-- start EXCERPTED TEXT --

There are several community catalogues that are established and widely used and that should retain their own identity. These catalogues (including Index Herbariorum and GGBN) could maintain the primary version of the collections data for their focus communities and then synchronise data with GRSciColl (ref). In some cases institutes themselves will maintain their own information on local systems, or get support for publishing these data at a national level (e.g. iDigBio, Atlas of Living Australia) (ref). This will require careful consideration of how to model and manage role-based access permissions for editing collection information and nominating which source(s) should be used as the primary copy. The data standards used across the community catalogues and the global catalogue should normally be the same, but where there are differences mapping will be required to ensure they are discoverable and interoperable (ref).
Where there are other community initiatives that are also building discipline-specific catalogues there should be discussions between these communities and GBIF to understand how they can contribute to or use GRSciColl functionality (ref).
While collection management systems hold the potential to be efficient data sources for a collection catalogue, maintaining a CMS should not be a requirement for participation: a significant proportion of organisations manage their collections data solely through spreadsheet tools (ref). The GBIF IPT goes some way to reducing participation barriers for spreadsheet data at the specimen level (ref) (
For organisations where the CMS plays a central role in all aspects of the collection data lifecycle, the ability to manage collection-level records in the same system would have significant benefits. Inclusion of collection-record management functionality would reduce double-entry of data, enable links between specimen and collection records, simplify high-level reporting, enable better tracking of digitisation progress, promote consistency between common fields and potentially drive workflows around automated enhancement of specimen level records (ref).
CMS systems could automate the creation and updating of collection-level records: both descriptive and quantitative collection metadata could be produced by aggregating specimen-level records over a limited set of dimensions (ref). Specify and Symbiota both already hold some capacity for interoperability with the IPT and EML: a similar approach incorporating fields from the TDWG CD standard may be a suitable mechanism for data exchange between a CMS and the collection catalogue (ref).

-- end EXCERPTED TEXT --

■ AIM OF THE EXERCISE: Repeat the passage on collection catalogues from "CMS systems could" to "collection catalogue (ref).", replacing "mechanism" with "channel". The data that comes next has no connection to the passage on collection catalogues.

-- start RECORD EXTRACTS --

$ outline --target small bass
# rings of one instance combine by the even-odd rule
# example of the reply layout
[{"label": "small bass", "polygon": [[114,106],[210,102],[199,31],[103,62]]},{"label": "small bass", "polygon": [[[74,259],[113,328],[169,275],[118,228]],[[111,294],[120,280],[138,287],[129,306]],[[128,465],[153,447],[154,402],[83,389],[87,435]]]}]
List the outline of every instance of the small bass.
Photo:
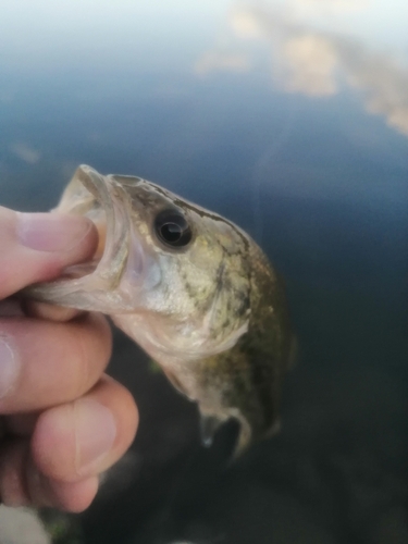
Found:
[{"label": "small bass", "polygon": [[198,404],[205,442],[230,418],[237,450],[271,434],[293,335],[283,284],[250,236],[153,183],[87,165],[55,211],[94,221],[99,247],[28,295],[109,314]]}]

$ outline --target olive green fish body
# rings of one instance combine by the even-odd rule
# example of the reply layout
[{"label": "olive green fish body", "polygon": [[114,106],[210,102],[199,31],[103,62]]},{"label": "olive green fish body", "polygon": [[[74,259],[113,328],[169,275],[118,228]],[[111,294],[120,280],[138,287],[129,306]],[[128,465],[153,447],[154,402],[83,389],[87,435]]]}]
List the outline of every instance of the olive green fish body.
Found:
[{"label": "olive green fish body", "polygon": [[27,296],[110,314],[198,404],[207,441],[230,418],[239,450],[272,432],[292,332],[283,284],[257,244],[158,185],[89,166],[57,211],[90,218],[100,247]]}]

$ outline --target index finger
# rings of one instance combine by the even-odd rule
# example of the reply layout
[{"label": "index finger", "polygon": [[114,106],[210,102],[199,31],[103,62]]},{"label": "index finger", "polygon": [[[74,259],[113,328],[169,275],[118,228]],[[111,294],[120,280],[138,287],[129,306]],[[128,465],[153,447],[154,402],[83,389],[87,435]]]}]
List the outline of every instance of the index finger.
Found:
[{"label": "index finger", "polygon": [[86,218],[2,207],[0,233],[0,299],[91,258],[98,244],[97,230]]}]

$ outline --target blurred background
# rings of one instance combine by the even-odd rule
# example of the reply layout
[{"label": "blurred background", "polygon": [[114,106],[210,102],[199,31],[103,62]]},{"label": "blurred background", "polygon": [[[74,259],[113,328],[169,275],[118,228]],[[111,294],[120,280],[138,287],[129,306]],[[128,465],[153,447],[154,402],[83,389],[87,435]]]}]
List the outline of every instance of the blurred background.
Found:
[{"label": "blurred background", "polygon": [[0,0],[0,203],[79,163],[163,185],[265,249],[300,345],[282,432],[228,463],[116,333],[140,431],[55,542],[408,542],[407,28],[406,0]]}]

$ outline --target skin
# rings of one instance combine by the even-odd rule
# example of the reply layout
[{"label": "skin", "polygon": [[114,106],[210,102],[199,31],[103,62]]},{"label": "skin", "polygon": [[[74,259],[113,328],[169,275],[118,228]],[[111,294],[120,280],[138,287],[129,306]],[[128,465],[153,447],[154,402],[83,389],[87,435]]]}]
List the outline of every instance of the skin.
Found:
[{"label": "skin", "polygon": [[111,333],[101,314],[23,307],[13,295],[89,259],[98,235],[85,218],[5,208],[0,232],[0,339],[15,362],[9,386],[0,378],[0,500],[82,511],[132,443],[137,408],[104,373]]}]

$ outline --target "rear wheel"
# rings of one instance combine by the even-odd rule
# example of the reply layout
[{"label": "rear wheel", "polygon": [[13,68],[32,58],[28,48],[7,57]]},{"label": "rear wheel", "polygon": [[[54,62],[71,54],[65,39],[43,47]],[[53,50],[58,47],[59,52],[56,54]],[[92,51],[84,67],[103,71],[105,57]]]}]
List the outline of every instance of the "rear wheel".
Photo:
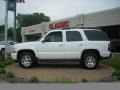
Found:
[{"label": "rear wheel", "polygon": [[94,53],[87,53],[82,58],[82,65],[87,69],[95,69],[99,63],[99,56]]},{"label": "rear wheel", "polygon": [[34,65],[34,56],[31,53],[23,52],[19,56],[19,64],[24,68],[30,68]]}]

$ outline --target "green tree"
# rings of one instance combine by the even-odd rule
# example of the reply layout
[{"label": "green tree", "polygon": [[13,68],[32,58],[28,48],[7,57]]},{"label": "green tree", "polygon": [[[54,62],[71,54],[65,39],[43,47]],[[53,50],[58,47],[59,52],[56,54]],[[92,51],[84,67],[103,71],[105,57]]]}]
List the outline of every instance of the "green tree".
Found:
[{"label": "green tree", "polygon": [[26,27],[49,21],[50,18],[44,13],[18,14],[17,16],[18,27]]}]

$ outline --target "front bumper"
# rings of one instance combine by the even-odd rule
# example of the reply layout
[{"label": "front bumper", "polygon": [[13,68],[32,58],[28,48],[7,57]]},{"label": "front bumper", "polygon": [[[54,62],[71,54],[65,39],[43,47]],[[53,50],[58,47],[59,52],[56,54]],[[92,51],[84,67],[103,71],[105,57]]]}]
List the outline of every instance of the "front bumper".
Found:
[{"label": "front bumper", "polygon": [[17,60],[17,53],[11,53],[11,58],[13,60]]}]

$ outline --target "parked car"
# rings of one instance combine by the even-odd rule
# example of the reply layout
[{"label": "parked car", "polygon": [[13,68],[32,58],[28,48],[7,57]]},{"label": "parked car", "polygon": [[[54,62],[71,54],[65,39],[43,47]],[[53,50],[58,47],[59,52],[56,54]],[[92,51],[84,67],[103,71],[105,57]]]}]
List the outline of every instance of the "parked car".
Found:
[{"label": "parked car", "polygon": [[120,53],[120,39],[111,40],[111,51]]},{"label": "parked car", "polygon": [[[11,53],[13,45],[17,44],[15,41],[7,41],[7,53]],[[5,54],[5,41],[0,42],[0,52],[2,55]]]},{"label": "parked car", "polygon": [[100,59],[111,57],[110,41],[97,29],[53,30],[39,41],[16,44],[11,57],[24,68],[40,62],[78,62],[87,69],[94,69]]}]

-- end RECORD EXTRACTS --
-- start RECORD EXTRACTS --

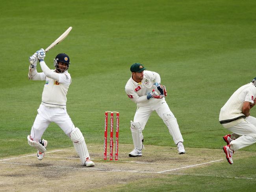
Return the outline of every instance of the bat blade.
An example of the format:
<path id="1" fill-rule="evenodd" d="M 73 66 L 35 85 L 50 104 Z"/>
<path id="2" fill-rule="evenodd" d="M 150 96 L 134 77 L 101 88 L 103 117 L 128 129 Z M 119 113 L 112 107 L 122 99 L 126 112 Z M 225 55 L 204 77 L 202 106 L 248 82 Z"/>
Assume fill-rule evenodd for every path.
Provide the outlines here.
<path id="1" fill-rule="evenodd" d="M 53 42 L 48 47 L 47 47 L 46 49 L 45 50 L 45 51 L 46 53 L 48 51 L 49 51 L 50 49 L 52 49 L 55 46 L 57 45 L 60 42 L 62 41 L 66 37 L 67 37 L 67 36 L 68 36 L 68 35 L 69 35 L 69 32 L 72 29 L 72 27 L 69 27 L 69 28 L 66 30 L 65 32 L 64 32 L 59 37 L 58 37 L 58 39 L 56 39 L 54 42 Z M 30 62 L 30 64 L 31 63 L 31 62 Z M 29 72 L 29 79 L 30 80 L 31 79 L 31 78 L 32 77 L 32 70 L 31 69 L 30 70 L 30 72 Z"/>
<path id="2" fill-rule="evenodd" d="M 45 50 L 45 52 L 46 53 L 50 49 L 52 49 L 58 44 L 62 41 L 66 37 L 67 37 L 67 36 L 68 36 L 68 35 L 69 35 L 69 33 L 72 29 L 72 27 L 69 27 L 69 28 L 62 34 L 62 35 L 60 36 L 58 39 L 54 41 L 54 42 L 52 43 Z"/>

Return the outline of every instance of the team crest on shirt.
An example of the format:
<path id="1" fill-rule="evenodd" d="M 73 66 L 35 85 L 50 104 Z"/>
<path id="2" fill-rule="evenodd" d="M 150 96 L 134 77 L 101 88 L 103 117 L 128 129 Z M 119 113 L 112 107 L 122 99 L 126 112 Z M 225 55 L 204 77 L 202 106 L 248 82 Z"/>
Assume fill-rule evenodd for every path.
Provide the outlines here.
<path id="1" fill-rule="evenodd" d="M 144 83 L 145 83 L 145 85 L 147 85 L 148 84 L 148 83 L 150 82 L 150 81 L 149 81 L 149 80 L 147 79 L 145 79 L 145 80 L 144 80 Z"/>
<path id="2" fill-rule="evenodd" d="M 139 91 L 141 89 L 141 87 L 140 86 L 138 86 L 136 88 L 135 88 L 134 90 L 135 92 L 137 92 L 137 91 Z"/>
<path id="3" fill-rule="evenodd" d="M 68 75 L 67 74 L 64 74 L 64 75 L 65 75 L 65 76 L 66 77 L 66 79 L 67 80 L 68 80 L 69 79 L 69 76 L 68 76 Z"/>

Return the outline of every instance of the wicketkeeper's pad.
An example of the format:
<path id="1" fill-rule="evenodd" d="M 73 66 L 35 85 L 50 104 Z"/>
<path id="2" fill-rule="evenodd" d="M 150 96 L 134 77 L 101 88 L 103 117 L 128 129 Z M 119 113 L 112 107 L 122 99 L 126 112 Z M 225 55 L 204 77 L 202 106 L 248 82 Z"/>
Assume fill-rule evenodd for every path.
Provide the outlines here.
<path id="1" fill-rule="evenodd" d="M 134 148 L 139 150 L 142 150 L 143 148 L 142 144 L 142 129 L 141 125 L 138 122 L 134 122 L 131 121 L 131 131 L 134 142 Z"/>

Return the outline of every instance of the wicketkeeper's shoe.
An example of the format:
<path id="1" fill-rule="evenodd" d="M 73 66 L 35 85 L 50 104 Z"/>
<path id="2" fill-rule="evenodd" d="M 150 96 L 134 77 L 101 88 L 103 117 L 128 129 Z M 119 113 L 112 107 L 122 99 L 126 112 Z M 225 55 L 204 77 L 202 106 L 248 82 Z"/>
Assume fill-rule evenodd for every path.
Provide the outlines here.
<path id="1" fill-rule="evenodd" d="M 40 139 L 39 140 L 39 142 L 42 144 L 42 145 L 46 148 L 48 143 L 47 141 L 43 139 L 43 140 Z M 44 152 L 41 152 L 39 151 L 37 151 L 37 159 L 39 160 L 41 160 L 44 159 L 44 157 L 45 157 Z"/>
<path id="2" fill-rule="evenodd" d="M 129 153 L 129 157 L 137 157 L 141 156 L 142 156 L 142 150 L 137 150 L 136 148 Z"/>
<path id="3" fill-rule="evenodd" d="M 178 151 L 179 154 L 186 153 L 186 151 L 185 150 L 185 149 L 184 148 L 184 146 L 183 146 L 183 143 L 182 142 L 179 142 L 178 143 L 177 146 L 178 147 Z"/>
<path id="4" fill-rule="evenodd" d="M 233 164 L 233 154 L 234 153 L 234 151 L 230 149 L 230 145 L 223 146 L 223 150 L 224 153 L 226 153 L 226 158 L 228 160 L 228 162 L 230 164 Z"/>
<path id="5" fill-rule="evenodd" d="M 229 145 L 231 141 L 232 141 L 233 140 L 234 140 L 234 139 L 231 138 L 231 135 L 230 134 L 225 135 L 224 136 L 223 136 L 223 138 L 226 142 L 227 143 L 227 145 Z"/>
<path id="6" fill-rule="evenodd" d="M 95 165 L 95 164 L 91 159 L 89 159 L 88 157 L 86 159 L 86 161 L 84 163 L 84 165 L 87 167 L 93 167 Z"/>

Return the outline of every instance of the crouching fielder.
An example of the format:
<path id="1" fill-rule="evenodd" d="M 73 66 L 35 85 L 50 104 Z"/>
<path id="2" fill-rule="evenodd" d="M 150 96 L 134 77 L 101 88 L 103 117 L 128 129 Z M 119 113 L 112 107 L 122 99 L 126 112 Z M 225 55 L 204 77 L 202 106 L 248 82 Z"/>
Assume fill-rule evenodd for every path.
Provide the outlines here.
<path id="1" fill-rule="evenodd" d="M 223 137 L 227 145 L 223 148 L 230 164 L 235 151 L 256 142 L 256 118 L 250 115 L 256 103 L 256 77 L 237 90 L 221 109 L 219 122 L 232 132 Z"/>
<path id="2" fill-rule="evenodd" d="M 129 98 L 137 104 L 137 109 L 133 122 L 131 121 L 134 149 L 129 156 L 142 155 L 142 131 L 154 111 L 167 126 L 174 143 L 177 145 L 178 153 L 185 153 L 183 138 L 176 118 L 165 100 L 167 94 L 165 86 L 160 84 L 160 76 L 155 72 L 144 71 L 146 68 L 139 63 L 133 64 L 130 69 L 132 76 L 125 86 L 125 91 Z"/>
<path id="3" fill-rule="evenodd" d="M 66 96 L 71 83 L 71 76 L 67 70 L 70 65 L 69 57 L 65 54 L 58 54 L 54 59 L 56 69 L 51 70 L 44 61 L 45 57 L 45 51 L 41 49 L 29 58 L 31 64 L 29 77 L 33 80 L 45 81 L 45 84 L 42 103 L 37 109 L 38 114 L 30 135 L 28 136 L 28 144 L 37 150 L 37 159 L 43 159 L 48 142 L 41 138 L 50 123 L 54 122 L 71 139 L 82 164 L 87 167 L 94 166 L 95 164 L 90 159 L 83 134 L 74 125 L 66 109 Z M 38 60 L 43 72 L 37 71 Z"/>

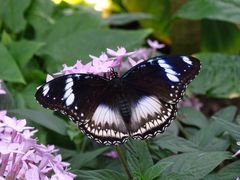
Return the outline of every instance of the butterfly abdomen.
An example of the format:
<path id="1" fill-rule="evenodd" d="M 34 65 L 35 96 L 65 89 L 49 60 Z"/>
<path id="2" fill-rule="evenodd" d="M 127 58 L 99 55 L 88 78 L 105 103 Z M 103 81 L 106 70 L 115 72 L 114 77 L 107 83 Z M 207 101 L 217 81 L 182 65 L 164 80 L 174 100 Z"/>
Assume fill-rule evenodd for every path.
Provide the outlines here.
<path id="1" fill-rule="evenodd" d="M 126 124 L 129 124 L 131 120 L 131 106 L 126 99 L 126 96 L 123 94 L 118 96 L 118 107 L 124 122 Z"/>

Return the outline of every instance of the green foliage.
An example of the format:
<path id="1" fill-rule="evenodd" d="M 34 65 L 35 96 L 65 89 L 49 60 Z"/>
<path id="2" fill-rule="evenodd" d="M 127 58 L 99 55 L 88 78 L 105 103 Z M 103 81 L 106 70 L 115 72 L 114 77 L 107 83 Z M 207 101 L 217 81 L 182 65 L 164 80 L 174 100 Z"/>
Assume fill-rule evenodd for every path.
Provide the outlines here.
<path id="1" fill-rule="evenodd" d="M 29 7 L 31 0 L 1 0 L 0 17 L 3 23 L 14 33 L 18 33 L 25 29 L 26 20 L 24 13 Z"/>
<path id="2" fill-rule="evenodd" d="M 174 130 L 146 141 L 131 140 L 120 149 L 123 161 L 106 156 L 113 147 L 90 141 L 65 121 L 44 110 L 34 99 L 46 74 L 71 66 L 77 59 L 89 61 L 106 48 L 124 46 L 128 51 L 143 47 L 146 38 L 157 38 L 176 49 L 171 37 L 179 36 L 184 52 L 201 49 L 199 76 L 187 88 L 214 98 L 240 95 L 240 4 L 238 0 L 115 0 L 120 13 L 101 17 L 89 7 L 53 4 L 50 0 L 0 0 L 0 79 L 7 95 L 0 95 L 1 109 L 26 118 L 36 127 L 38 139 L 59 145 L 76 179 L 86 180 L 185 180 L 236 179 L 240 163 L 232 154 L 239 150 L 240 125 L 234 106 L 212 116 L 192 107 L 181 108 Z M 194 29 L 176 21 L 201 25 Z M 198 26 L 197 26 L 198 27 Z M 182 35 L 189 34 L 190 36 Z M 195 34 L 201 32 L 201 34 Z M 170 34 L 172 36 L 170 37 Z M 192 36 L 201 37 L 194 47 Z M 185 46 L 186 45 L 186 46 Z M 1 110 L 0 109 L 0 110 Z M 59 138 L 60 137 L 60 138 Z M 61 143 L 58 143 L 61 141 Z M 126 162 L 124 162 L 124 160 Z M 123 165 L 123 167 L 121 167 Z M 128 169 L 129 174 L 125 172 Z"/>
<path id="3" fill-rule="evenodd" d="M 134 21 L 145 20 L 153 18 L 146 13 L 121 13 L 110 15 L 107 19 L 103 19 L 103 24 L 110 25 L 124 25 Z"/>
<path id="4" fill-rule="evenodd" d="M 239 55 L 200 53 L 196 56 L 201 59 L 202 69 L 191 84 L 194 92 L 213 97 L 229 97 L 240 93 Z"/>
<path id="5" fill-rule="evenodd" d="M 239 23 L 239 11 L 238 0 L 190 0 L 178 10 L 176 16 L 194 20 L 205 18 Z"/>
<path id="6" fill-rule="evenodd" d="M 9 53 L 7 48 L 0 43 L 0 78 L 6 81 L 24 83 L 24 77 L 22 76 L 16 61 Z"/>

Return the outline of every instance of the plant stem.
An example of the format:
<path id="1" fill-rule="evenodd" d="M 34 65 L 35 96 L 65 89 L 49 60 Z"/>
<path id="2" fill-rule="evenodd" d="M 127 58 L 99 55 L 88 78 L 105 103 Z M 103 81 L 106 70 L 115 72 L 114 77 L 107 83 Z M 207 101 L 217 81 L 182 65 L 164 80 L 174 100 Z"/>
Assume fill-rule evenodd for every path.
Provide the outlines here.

-- end RECORD EXTRACTS --

■ FULL SOLUTION:
CMS systems could automate the creation and updating of collection-level records: both descriptive and quantitative collection metadata could be produced by aggregating specimen-level records over a limited set of dimensions (ref). Specify and Symbiota both already hold some capacity for interoperability with the IPT and EML: a similar approach incorporating fields from the TDWG CD standard may be a suitable channel for data exchange between a CMS and the collection catalogue (ref).